• _Kurze Aufgabe_:
Schreib aus dem Seitenauszug zum Ölmarkt wortgetreu den Abschnitt zwischen „Aus charttechnischer Sicht“ und „der Ölversorgung Europas.“ ab, beide Stellen eingeschlossen.

• _Seitenauszug_:
____________________

Aus charttechnischer Sicht ist das weitere Abwärtspotenzial des Brent-Ölpreises begrenzt. Ein mittelfristiger Ausbruch über die Widerstandszone um 127 Dollar ist deutlich wahrscheinlicher als ein Test der zuvor überwundenen langfristigen Abwärtstrend-Linie (s. Chart).

Brent-Öl in US-Dollar auf TradingView

Und was ist das Fazit?

Die jüngsten Aussagen des OPEC-Generalsekretärs passen gut in die oben skizzierte Positionierung der zentralen Akteure auf dem Ölmarkt. Die Position der europäischen Staaten und der EU ist schwach, jene Saudi-Arabiens und Russland stark. Ein steigender Ölpreis stärkt zudem direkt und indirekt die Position des Iran, vor allem in Bezug auf die iranische Rolle bei der Ölversorgung Europas.

Im Ergebnis zeigt sich, dass viele bedeutende Akteure ein hohes strategisches Interesse an steigenden Öl- und Gaspeisen haben. Kann das Europa verhindern? Nein. Die Produzentenrenten hoher Ölpreise stärken eine Marktallianz der OPEC+. Der Einfluss Europas und der USA auf die Akteure nimmt rasch ab.

____________________

Auszüge aus einem Pointing-Datensatz
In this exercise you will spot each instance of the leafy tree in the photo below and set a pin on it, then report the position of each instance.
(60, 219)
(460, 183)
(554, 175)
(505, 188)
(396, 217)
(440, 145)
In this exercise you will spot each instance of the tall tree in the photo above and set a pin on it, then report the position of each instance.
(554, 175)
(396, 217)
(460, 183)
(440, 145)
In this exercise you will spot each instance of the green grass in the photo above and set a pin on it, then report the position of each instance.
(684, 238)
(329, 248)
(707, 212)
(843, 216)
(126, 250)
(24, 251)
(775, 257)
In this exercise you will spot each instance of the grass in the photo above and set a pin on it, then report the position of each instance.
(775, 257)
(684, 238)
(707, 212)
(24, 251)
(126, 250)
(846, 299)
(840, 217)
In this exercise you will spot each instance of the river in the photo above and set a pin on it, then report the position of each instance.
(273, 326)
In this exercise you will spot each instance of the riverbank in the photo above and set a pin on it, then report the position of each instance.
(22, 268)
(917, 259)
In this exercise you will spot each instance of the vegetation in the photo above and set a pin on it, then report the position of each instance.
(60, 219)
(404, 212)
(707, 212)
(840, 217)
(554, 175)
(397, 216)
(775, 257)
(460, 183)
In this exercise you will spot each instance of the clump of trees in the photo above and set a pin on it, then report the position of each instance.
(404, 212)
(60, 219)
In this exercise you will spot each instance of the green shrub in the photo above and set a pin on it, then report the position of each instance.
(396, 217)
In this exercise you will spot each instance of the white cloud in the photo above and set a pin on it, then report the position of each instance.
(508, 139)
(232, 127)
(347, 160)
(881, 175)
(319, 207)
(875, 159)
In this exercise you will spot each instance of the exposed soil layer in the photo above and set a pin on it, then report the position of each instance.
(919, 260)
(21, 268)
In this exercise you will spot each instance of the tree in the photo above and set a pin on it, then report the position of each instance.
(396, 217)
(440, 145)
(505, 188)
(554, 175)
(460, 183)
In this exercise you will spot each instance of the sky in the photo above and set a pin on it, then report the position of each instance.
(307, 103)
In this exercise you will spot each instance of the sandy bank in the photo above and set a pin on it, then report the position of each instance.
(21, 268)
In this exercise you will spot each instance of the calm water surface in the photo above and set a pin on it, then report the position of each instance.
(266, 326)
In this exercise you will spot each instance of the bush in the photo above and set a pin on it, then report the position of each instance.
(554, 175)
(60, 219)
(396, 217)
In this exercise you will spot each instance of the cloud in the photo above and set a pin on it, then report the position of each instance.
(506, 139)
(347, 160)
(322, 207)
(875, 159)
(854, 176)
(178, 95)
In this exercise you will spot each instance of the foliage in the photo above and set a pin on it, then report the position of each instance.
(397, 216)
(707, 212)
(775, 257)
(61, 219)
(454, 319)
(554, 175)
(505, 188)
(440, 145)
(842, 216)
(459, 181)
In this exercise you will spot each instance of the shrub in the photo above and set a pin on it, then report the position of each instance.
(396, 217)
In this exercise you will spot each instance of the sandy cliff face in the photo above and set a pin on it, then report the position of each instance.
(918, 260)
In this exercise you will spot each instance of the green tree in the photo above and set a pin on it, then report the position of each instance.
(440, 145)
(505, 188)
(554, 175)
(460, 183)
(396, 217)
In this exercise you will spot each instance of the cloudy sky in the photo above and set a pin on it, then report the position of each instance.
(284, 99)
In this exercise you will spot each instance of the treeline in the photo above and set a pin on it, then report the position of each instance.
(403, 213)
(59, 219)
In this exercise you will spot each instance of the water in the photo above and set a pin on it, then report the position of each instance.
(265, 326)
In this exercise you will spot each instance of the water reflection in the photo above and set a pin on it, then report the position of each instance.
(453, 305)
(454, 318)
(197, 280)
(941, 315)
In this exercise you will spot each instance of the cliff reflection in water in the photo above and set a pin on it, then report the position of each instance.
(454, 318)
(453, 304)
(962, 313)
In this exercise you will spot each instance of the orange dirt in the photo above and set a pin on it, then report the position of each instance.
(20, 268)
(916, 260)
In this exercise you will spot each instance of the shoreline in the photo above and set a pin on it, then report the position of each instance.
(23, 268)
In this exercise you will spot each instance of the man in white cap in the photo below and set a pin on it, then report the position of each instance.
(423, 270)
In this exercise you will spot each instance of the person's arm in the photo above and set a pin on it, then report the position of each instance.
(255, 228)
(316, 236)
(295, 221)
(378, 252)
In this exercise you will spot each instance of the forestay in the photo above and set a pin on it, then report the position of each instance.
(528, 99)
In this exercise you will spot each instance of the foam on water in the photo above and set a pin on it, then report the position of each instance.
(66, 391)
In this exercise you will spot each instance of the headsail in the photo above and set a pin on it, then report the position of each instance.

____________________

• _Lösung zur Übung_:
Aus charttechnischer Sicht ist das weitere Abwärtspotenzial des Brent-Ölpreises begrenzt. Ein mittelfristiger Ausbruch über die Widerstandszone um 127 Dollar ist deutlich wahrscheinlicher als ein Test der zuvor überwundenen langfristigen Abwärtstrend-Linie (s. Chart).

Brent-Öl in US-Dollar auf TradingView

Und was ist das Fazit?

Die jüngsten Aussagen des OPEC-Generalsekretärs passen gut in die oben skizzierte Positionierung der zentralen Akteure auf dem Ölmarkt. Die Position der europäischen Staaten und der EU ist schwach, jene Saudi-Arabiens und Russland stark. Ein steigender Ölpreis stärkt zudem direkt und indirekt die Position des Iran, vor allem in Bezug auf die iranische Rolle bei der Ölversorgung Europas.